Task requirements =
Copy the listing below, substituting "object" for every occurrence of "instance" and keeping all other text unchanged.

BEGIN Given entries

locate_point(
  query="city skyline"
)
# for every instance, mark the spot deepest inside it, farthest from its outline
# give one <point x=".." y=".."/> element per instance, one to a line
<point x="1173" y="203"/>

END Given entries

Output of the exercise =
locate_point(
  query="city skyline"
)
# for every object, mark the spot deepest inside it, farthest from its outline
# give one <point x=".." y=".."/> element per object, one to a line
<point x="1173" y="203"/>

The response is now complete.